_EXERCISE PROMPT:_ Beginning with the opening line, set down each line of the material below exactly, stopping once the line with "target | overcast sky" is done.

++++++++++

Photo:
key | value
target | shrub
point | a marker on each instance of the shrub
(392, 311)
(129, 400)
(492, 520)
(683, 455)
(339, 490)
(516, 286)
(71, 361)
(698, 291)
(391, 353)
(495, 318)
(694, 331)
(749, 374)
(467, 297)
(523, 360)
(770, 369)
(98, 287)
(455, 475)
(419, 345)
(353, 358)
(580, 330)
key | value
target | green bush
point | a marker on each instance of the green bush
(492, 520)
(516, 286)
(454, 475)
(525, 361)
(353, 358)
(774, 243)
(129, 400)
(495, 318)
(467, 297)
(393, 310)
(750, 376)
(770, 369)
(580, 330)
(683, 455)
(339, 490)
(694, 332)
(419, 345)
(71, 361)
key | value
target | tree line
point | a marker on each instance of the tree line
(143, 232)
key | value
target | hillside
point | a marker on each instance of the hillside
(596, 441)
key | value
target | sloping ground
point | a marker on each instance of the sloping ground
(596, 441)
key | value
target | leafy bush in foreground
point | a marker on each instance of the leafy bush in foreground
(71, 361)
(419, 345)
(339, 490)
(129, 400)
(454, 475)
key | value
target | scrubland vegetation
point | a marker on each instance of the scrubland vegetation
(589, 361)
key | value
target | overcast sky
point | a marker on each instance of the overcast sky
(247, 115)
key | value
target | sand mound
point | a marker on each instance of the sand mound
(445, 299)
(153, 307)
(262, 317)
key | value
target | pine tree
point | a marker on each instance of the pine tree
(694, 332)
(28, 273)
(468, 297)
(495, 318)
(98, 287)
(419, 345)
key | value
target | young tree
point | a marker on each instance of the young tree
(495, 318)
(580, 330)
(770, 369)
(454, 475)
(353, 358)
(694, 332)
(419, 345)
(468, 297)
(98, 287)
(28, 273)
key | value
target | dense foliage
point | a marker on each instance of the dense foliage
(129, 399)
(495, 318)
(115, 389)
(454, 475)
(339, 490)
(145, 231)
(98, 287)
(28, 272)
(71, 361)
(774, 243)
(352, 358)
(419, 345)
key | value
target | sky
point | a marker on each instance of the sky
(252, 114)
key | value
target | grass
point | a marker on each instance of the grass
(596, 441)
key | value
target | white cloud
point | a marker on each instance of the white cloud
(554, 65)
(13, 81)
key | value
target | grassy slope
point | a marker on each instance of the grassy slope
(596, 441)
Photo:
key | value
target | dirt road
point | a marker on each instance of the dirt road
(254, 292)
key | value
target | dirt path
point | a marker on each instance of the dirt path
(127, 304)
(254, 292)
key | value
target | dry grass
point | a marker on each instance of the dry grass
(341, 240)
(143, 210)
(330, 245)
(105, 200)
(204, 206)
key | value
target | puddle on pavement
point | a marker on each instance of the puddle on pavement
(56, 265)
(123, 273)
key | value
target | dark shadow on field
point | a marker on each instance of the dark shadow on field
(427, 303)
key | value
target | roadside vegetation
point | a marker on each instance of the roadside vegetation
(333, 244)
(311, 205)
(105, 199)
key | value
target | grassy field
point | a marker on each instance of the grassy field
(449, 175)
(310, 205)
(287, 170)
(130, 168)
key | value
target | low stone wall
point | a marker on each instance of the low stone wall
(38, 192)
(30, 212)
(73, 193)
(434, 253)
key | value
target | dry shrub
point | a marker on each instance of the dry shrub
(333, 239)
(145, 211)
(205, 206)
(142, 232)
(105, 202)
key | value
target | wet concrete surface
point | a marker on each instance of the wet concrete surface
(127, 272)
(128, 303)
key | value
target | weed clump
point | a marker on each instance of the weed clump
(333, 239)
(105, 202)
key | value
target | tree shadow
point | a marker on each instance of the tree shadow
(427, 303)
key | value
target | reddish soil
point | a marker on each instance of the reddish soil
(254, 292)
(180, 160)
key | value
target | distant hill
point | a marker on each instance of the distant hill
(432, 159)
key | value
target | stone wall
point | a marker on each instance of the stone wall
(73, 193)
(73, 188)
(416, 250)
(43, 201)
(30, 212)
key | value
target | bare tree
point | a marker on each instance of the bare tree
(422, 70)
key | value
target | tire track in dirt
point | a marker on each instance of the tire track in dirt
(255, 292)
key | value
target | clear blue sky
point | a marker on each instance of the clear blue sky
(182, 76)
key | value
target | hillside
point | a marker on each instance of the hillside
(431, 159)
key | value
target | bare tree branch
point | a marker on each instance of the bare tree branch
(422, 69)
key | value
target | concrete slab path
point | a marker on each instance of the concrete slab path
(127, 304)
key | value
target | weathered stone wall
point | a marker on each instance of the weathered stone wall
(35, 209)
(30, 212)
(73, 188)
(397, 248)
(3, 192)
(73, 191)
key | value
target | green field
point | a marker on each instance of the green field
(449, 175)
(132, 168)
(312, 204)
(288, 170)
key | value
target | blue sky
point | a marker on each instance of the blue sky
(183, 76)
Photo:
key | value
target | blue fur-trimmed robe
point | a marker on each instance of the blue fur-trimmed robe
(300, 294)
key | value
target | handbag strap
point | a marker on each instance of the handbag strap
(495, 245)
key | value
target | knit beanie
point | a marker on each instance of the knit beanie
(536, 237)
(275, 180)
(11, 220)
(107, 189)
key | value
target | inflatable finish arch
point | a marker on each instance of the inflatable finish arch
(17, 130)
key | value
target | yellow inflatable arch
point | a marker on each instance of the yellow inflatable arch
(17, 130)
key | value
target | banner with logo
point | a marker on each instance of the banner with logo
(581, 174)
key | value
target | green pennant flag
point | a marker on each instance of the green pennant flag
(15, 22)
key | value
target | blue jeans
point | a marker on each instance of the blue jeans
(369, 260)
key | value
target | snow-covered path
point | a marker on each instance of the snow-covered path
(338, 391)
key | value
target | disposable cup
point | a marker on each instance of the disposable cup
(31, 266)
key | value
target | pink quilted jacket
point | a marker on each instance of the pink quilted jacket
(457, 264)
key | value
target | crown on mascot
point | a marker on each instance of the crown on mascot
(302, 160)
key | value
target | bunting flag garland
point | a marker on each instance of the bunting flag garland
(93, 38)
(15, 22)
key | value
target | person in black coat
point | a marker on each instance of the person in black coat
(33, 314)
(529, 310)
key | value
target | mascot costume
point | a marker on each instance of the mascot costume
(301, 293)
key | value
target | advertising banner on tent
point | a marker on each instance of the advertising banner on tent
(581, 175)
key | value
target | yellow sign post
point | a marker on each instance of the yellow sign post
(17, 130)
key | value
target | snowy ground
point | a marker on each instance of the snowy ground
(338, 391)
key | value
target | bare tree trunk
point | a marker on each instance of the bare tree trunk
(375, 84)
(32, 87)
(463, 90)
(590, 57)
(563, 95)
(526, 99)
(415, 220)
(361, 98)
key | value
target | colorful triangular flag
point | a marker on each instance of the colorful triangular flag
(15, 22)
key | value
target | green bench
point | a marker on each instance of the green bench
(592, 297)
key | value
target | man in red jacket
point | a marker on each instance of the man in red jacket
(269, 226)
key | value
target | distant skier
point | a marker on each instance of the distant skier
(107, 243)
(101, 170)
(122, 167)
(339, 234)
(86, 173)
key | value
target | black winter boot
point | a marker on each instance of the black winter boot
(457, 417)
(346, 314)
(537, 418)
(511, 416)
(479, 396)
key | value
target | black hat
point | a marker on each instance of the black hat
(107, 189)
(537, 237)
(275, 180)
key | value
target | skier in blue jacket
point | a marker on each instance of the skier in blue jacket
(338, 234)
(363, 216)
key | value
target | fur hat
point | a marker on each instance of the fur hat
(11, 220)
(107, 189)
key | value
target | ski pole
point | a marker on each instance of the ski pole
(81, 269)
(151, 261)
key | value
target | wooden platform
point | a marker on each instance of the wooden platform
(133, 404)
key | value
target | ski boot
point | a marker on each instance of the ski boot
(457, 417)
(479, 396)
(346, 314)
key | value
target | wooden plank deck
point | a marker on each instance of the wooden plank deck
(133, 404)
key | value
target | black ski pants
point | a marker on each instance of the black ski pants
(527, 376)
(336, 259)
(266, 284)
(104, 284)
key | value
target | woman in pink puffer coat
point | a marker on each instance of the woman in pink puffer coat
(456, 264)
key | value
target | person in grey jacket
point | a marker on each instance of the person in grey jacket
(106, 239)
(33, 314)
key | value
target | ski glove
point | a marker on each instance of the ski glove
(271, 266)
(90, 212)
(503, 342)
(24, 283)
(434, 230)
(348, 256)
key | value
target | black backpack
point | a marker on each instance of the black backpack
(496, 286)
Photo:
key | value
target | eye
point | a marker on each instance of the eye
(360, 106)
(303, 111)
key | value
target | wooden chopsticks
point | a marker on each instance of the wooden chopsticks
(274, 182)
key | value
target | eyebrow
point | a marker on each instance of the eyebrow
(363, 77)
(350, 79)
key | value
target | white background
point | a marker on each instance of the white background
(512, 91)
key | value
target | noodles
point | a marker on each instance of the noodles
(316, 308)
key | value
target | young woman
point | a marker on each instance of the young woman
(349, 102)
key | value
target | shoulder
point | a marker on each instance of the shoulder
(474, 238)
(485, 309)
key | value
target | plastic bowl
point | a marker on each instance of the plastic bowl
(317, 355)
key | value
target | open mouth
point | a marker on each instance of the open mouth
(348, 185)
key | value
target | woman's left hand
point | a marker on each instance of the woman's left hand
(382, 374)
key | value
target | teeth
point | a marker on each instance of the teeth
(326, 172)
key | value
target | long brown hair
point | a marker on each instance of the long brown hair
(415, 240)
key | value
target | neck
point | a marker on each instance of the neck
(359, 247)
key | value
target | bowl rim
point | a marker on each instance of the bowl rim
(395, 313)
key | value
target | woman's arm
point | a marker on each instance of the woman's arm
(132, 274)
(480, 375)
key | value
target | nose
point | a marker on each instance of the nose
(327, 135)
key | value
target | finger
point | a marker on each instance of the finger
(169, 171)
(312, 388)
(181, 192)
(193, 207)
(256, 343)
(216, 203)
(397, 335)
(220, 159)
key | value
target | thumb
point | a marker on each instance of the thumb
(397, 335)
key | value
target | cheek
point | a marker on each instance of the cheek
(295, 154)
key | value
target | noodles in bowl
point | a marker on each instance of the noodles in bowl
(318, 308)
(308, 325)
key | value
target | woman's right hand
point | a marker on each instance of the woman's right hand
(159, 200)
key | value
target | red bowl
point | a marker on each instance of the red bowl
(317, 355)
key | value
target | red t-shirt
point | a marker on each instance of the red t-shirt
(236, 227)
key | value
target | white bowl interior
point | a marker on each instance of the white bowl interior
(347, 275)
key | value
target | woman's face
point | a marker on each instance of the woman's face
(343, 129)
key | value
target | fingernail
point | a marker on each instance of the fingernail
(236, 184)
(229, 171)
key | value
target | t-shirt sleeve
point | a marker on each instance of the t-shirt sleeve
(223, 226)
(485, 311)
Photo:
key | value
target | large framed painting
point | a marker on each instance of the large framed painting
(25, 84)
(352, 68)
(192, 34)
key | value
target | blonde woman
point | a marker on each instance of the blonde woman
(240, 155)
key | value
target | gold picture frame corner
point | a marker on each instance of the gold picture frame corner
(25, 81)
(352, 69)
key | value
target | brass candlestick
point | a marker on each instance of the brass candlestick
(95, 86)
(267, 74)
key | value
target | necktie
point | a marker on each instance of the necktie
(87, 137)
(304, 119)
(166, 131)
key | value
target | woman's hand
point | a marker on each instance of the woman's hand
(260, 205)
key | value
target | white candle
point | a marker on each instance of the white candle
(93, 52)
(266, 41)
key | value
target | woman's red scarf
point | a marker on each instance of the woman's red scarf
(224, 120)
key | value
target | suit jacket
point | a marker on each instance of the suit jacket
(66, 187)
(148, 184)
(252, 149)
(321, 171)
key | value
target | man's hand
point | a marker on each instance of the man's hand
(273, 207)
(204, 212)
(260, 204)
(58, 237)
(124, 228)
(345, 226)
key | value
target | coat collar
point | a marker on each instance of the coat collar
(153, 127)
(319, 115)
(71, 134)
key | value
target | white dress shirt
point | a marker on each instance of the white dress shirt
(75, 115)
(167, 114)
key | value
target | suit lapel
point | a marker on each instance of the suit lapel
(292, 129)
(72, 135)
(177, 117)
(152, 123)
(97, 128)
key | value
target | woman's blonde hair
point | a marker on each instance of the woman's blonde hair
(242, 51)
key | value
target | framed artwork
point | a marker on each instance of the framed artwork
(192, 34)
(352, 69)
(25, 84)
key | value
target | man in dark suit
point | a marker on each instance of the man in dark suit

++++++++++

_COMPLETED EXERCISE:_
Photo:
key | value
target | shrub
point | a marker on each instance of the shrub
(392, 311)
(129, 400)
(492, 520)
(683, 455)
(339, 490)
(516, 286)
(71, 361)
(698, 291)
(391, 353)
(495, 318)
(694, 331)
(749, 374)
(467, 297)
(523, 360)
(770, 369)
(98, 287)
(455, 475)
(419, 345)
(353, 358)
(580, 330)
key | value
target | green bush
point | a marker on each instance of the green bush
(492, 520)
(516, 286)
(454, 475)
(525, 361)
(353, 358)
(774, 243)
(129, 400)
(495, 318)
(467, 297)
(393, 310)
(750, 376)
(770, 369)
(580, 330)
(683, 455)
(339, 490)
(694, 332)
(419, 345)
(71, 361)
key | value
target | tree line
point | a marker on each instance of the tree line
(143, 232)
key | value
target | hillside
point | a marker on each instance of the hillside
(596, 441)
key | value
target | sloping ground
point | a marker on each instance of the sloping ground
(596, 441)
key | value
target | leafy bush in foreground
point | a marker on each instance of the leafy bush in foreground
(71, 361)
(419, 345)
(339, 490)
(129, 400)
(454, 475)
key | value
target | scrubland vegetation
point | a marker on each instance of the scrubland vegetation
(589, 361)
key | value
target | overcast sky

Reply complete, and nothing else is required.